* BRIEF *
Give the entries again, exactly as written.

* PROVIDED RECORDS *
---------------

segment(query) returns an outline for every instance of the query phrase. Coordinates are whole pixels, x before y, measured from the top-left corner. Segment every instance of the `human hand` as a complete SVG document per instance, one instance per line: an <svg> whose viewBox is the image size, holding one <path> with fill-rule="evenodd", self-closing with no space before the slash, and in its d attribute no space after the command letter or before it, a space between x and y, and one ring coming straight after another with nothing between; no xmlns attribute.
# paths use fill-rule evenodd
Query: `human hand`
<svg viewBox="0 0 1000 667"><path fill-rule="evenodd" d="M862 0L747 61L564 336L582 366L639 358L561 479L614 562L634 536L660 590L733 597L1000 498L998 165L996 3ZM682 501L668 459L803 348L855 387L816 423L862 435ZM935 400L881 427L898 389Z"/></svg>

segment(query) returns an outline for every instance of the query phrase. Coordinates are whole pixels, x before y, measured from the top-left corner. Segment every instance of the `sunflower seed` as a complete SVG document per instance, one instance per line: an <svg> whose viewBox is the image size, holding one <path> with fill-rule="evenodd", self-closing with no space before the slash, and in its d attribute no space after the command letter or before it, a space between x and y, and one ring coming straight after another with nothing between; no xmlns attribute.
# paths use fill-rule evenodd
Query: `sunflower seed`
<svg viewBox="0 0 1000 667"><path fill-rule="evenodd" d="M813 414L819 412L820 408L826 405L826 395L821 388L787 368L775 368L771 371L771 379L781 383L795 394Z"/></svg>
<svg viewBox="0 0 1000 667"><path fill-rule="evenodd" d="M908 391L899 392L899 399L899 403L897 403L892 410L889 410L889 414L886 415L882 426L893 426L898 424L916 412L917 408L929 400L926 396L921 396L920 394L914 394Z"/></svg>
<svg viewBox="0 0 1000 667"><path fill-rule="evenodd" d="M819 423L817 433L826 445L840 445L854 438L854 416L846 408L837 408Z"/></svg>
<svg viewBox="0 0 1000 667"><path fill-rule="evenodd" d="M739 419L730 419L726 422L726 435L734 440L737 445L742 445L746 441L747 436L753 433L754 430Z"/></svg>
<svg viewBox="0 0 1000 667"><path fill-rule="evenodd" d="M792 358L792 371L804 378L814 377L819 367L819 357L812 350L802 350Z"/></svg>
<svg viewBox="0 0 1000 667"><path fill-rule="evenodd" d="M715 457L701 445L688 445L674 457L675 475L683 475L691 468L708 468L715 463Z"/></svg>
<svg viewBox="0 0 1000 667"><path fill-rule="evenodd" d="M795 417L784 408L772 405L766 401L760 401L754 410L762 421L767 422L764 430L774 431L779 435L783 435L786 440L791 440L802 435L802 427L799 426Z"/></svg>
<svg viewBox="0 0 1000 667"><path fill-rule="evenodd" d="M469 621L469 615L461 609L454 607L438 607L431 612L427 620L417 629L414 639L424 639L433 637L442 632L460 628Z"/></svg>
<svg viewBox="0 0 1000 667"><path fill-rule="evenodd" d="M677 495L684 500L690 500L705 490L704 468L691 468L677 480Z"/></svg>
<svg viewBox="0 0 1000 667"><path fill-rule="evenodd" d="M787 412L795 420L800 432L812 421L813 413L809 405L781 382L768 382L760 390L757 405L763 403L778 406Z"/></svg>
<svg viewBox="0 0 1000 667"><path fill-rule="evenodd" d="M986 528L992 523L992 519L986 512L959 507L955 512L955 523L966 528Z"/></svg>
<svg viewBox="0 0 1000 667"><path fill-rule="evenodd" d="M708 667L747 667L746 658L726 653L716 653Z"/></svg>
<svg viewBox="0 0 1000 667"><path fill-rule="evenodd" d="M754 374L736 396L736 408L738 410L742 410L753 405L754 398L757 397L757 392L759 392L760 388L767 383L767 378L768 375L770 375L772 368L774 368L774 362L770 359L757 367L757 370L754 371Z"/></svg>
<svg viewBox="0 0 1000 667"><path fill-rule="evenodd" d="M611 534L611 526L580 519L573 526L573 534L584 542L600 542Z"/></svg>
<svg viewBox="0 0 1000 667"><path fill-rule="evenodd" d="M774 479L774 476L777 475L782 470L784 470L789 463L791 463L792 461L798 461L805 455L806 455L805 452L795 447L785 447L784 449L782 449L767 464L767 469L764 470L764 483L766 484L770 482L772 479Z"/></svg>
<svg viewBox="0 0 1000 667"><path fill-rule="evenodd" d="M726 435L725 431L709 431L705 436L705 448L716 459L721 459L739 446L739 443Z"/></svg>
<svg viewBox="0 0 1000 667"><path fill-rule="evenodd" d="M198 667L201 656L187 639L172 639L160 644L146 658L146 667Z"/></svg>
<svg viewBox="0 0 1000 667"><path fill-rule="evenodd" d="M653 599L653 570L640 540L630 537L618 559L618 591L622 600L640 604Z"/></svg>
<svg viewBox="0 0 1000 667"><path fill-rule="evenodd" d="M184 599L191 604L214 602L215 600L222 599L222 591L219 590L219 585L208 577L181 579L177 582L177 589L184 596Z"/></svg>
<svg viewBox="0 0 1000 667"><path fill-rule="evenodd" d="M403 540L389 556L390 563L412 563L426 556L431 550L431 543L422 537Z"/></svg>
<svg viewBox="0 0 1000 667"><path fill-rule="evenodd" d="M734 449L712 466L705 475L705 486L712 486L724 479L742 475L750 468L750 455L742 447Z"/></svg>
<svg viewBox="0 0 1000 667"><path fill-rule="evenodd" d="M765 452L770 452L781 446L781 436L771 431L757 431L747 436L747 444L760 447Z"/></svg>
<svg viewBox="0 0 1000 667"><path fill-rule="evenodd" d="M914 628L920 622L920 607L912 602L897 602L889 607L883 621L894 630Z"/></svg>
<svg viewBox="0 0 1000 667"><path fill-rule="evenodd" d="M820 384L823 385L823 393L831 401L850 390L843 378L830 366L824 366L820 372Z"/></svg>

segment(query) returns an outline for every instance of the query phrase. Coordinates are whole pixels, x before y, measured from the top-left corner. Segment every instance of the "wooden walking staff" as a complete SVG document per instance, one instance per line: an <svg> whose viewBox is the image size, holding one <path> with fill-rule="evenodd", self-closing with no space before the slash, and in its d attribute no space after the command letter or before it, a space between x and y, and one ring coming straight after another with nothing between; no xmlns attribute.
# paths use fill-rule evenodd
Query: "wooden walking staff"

---------------

* FINISHED TASK *
segment(query) returns an outline for every instance of the query phrase. Coordinates are whole pixels, x before y, measured from the top-left corner. Segment every instance of the `human hand` as a complete SVG document per instance, one instance per line: an <svg> whose viewBox is the image size, holding one <path> with fill-rule="evenodd", self-closing with no space before the slash, and in its d attribute no space after the command letter or before it, a space between x and y, and one ring coming straight after another with nothing between; no xmlns attribute.
# paths use fill-rule evenodd
Query: `human hand`
<svg viewBox="0 0 1000 667"><path fill-rule="evenodd" d="M862 0L747 61L564 336L582 366L639 358L561 479L614 562L634 536L660 590L733 597L1000 498L998 165L996 3ZM682 501L668 459L803 348L855 387L816 423L862 435ZM935 400L881 427L898 389Z"/></svg>

segment(query) returns an outline for every instance of the query phrase. Coordinates are whole pixels, x before y, measured from the top-left corner. Segment every instance of the `sunflower seed` as a complete SVG document per instance, one instance per line: an <svg> whose viewBox is the image size, holding one <path> with fill-rule="evenodd", self-closing with no space before the slash, and in its d attribute no space after the command letter or before it, a space between x and y, and one ring coming straight after another with nothing between; no xmlns attribute.
# paths use fill-rule evenodd
Query: `sunflower seed`
<svg viewBox="0 0 1000 667"><path fill-rule="evenodd" d="M813 414L819 412L820 408L826 405L826 395L821 388L787 368L775 368L771 371L771 379L781 383L795 394Z"/></svg>
<svg viewBox="0 0 1000 667"><path fill-rule="evenodd" d="M908 391L899 392L899 399L899 403L897 403L892 410L889 410L889 414L886 415L882 426L893 426L898 424L916 412L917 408L929 400L926 396L921 396L920 394L914 394Z"/></svg>
<svg viewBox="0 0 1000 667"><path fill-rule="evenodd" d="M819 423L817 433L826 445L840 445L854 438L854 416L846 408L837 408Z"/></svg>
<svg viewBox="0 0 1000 667"><path fill-rule="evenodd" d="M739 419L730 419L726 422L726 435L734 440L737 445L742 445L746 441L747 436L753 433L754 430Z"/></svg>
<svg viewBox="0 0 1000 667"><path fill-rule="evenodd" d="M792 358L792 371L804 378L814 377L819 367L819 357L812 350L802 350Z"/></svg>
<svg viewBox="0 0 1000 667"><path fill-rule="evenodd" d="M715 457L701 445L688 445L674 457L675 475L683 475L691 468L708 468L715 463Z"/></svg>
<svg viewBox="0 0 1000 667"><path fill-rule="evenodd" d="M795 417L784 408L772 405L766 401L760 401L754 410L762 421L767 422L764 430L774 431L779 435L783 435L786 440L791 440L802 435L802 427L799 426Z"/></svg>
<svg viewBox="0 0 1000 667"><path fill-rule="evenodd" d="M469 621L469 615L461 609L454 607L438 607L431 612L427 620L417 629L414 639L424 639L433 637L442 632L460 628Z"/></svg>
<svg viewBox="0 0 1000 667"><path fill-rule="evenodd" d="M677 495L684 500L690 500L705 490L704 468L691 468L677 480Z"/></svg>
<svg viewBox="0 0 1000 667"><path fill-rule="evenodd" d="M787 412L795 420L800 432L812 421L813 413L809 405L781 382L768 382L760 390L757 405L763 403L778 406Z"/></svg>
<svg viewBox="0 0 1000 667"><path fill-rule="evenodd" d="M986 528L992 523L992 519L986 512L959 507L955 512L955 523L966 528Z"/></svg>
<svg viewBox="0 0 1000 667"><path fill-rule="evenodd" d="M708 667L747 667L746 658L726 653L716 653Z"/></svg>
<svg viewBox="0 0 1000 667"><path fill-rule="evenodd" d="M754 374L736 396L736 408L738 410L742 410L753 405L754 398L757 397L757 392L759 392L760 388L767 383L767 378L768 375L770 375L772 368L774 368L774 362L770 359L757 367L757 370L754 371Z"/></svg>
<svg viewBox="0 0 1000 667"><path fill-rule="evenodd" d="M611 534L611 526L580 519L573 526L573 534L584 542L600 542Z"/></svg>
<svg viewBox="0 0 1000 667"><path fill-rule="evenodd" d="M774 479L774 476L777 475L782 470L784 470L789 463L791 463L792 461L798 461L805 455L806 455L805 452L795 447L785 447L784 449L782 449L767 464L767 469L764 470L764 483L766 484L770 482L772 479Z"/></svg>
<svg viewBox="0 0 1000 667"><path fill-rule="evenodd" d="M726 435L725 431L709 431L705 436L705 448L716 459L721 459L739 446L739 443Z"/></svg>
<svg viewBox="0 0 1000 667"><path fill-rule="evenodd" d="M198 667L201 656L187 639L172 639L160 644L146 658L146 667Z"/></svg>
<svg viewBox="0 0 1000 667"><path fill-rule="evenodd" d="M653 599L653 570L640 540L630 537L618 559L618 591L622 600L640 604Z"/></svg>
<svg viewBox="0 0 1000 667"><path fill-rule="evenodd" d="M184 599L191 604L214 602L215 600L222 599L222 591L219 590L219 585L208 577L181 579L177 582L177 589L184 596Z"/></svg>
<svg viewBox="0 0 1000 667"><path fill-rule="evenodd" d="M403 540L389 556L390 563L412 563L426 556L431 550L431 543L422 537Z"/></svg>
<svg viewBox="0 0 1000 667"><path fill-rule="evenodd" d="M734 449L712 466L705 475L705 486L712 486L724 479L742 475L750 468L750 455L742 447Z"/></svg>
<svg viewBox="0 0 1000 667"><path fill-rule="evenodd" d="M765 452L770 452L781 446L781 436L771 431L757 431L747 436L747 444L760 447Z"/></svg>
<svg viewBox="0 0 1000 667"><path fill-rule="evenodd" d="M914 628L920 622L920 607L912 602L897 602L889 607L883 621L894 630Z"/></svg>
<svg viewBox="0 0 1000 667"><path fill-rule="evenodd" d="M820 384L823 385L823 393L831 401L850 390L843 378L830 366L824 366L820 372Z"/></svg>

segment(query) returns an outline for every instance of the query phrase. Coordinates are whole pixels, x before y, measured from the top-left corner. Segment every instance of the "wooden walking staff" as a complete SVG document per instance, one instance per line: an <svg> whose viewBox is the image size, holding one <path> with fill-rule="evenodd", self-closing with no space before the slash, and in its d attribute no space after the command letter or before it, a space between x and y, and one ring coming straight after another with nothing between; no xmlns attribute.
# paths use fill-rule evenodd
Query: "wooden walking staff"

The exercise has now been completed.